# Dataset entries:

——

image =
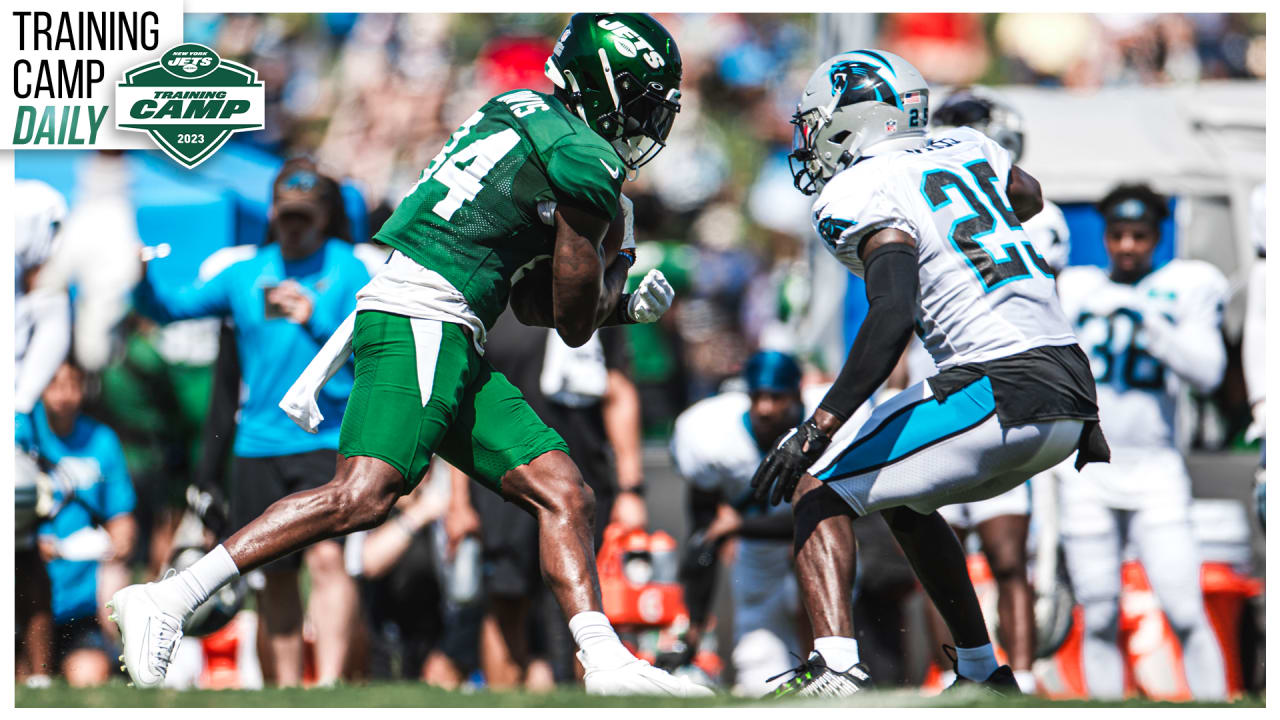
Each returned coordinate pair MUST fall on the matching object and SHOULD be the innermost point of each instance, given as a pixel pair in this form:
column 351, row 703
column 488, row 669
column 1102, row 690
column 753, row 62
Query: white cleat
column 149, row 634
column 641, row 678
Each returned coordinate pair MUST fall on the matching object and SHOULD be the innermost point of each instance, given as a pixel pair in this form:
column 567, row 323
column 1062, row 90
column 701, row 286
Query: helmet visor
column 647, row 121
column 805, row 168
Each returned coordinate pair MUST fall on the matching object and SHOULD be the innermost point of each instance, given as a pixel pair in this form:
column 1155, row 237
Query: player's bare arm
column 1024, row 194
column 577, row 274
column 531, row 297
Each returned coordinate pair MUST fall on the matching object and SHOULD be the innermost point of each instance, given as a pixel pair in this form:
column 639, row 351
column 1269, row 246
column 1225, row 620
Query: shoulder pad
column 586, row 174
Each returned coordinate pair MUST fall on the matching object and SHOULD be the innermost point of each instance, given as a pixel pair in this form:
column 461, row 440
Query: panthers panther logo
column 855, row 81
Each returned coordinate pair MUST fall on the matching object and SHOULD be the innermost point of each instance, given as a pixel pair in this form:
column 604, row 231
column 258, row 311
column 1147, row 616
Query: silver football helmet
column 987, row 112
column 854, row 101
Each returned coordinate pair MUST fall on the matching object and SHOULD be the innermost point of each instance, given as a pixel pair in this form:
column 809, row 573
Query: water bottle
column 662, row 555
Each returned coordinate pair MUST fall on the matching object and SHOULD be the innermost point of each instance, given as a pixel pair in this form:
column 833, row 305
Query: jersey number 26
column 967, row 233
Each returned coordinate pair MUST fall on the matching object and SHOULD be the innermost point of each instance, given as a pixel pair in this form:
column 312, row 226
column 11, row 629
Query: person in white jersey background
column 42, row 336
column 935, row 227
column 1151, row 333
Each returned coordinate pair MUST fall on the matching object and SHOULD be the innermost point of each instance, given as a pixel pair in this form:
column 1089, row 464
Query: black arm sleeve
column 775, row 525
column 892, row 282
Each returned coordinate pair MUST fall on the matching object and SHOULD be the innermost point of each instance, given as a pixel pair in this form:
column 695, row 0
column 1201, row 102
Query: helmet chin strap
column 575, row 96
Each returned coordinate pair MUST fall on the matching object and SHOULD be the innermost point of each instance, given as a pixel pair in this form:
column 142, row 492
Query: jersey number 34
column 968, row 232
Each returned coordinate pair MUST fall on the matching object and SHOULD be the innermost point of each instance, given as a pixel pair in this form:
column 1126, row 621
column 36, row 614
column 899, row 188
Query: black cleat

——

# Activity:
An exact copy of every entry, without pictures, should be your output.

# Task solution:
image =
Each returned coordinate pair MUST fall on the matching object and SHOULD be the innermost point of each instance, given as a pixel pair in this form:
column 351, row 703
column 488, row 669
column 1102, row 690
column 753, row 62
Query: white cleat
column 149, row 634
column 641, row 678
Each returned coordinate pair MUST fall on the matching object and SHOULD be the innermost point of each instance, given as a pixel pair in this form:
column 567, row 323
column 1062, row 90
column 701, row 286
Query: helmet visor
column 647, row 121
column 805, row 168
Each returned coordinate pair MUST fall on the matching object and SHOULD be the innermost point of each instance, given as a pixel pair in this form:
column 1155, row 237
Query: player's bare arm
column 1024, row 194
column 577, row 274
column 531, row 297
Each returned coordinate pair MUST fall on the matching object and SHOULD be the innermost point of each instance, given as a pixel pair in this form:
column 639, row 351
column 1269, row 246
column 1225, row 620
Query: shoulder pad
column 586, row 174
Each returned coordinate pair MUST fall on the matching object and SHOULD be the innermost point of each instance, given as a pixel pair in this form:
column 461, row 440
Query: panthers panther logo
column 855, row 81
Each returned coordinate pair MUST fall on the matching object and SHOULD be the innermost point of each instance, given as a pixel pair in this form:
column 604, row 231
column 258, row 311
column 1147, row 616
Query: silver football helmet
column 987, row 112
column 854, row 101
Each returned coordinate pair MUST fall on the matching object and SHOULD be the innermost point of each instance, given as a pixel pair in this form:
column 809, row 573
Query: water bottle
column 662, row 555
Each returned coordinate pair MUST fall on the matching object and SHOULD be the innermost point of each instance, given as a pixel pair in this form:
column 833, row 305
Query: jersey number 26
column 967, row 233
Each returned coordinate pair MUST fall on the matching object and SHOULD be the innermost point of each instance, given as a pixel pair in this form:
column 312, row 226
column 11, row 629
Query: person in white jersey background
column 42, row 336
column 935, row 227
column 1151, row 333
Each returned coordinate pair MUST fall on the matching object and SHOULD be the innermost point of each instance, given as a pixel pair in this form:
column 1089, row 464
Query: black arm sleeve
column 775, row 525
column 892, row 282
Each returned coordinate pair MUST fall on the matching object and SHOULD be the innermost point of each instance, given as a pixel pair in this form:
column 695, row 0
column 1201, row 102
Query: helmet chin strap
column 575, row 96
Each returned coordinate pair MUST fall on the matching object and SHOULD be the innermost point of each instance, given as a pixel pair in this form:
column 142, row 492
Query: jersey number 34
column 968, row 232
Each returned coordinate pair MUST fall on the matching object and SHOULD be the innermost point of each instance, given as a pixel pair in this form:
column 1126, row 621
column 36, row 614
column 899, row 188
Query: black cleat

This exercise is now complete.